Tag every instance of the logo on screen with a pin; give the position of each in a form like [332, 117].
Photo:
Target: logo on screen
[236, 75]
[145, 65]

--------------------------------

_Task statement_:
Copy the items above word for word, line by line, changing nothing.

_Output of the task_:
Tag every instance of the logo on screen with a pin; give the position of each in a form like [332, 117].
Photo:
Target: logo on screen
[236, 75]
[145, 65]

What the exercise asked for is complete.